> [TEXT EXCERPT]
+--

Event Logo Image

Summer Concert to Benefit the
Tuition Assistance Fund at Falmouth Academy

Grammy Winner

Paul Winter

and Pianist 

Henrique Eisenmann

August 28, 2022 • 7:00 PM
Outdoors on the Simon Center Lawn • Falmouth Academy

-----------------------------------------------------------------------------------------------

Soprano saxophonist Paul Winter is one of the pioneers of world music. In addition to combining elements of African, Asian, Latin, and Russian music with American jazz, Winter was one of the first to incorporate the sounds of nature and wildlife into his compositions. Winter was initially rooted in the jazz tradition. Although he majored in English composition at Northwestern University in Chicago, he frequented the city’s jazz clubs. With his college band, the Paul Winter Sextet, he won the Intercollegiate Jazz Festival competition in 1961, and was signed by John Hammond to Columbia Records, recording a self-titled debut album that December. In 1962, a cultural exchange tour of 23 countries of Latin America, sponsored by the U.S. State Department, opened Winter’s ears to a broader world of music. The success of the tour led to an invitation from Jacqueline Kennedy to play at the White House, and the Sextet’s concert on November 19, 1962, was the first ever presented by a jazz group there.

+--

> [TASK GOAL] According to the concert notice, what competition did the Paul Winter Sextet win in 1961?

Coordinate annotation entries:
+--

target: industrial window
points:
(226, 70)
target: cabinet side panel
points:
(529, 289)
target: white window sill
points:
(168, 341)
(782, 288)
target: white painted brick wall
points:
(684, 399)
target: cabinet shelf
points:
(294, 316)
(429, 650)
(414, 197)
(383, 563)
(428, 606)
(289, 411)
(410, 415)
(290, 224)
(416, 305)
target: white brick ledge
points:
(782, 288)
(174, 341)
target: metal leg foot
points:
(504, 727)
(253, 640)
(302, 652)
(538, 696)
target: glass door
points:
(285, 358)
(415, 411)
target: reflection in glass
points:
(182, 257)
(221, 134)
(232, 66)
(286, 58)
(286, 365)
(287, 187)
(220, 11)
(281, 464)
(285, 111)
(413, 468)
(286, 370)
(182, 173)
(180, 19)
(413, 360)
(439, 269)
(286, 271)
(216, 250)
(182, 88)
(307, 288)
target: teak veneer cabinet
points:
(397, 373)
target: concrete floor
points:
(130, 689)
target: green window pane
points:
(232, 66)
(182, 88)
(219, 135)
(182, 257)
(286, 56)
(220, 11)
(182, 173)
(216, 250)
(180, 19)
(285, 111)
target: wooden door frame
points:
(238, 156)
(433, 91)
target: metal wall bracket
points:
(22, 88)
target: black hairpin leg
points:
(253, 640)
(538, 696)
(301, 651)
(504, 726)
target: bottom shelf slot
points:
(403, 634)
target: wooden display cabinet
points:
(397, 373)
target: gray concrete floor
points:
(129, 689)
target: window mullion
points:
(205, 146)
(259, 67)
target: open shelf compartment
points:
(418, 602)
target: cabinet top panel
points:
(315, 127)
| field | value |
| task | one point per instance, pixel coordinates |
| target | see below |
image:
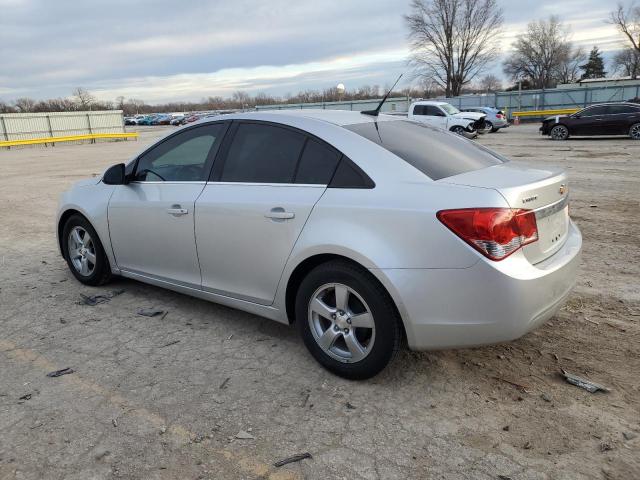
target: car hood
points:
(470, 115)
(554, 118)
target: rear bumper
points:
(487, 303)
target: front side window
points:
(594, 111)
(263, 154)
(185, 157)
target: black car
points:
(620, 118)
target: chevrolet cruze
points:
(362, 230)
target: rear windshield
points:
(436, 153)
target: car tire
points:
(347, 320)
(559, 132)
(84, 252)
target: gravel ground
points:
(167, 397)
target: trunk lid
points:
(544, 191)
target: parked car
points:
(178, 120)
(494, 120)
(622, 118)
(361, 230)
(446, 116)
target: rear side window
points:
(317, 164)
(262, 154)
(436, 153)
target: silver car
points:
(361, 230)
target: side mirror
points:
(114, 175)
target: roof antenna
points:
(376, 112)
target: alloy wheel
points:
(341, 323)
(82, 251)
(559, 132)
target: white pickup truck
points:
(446, 116)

+--

> [EXERCISE RESULT] The Intercollegiate Jazz Festival competition.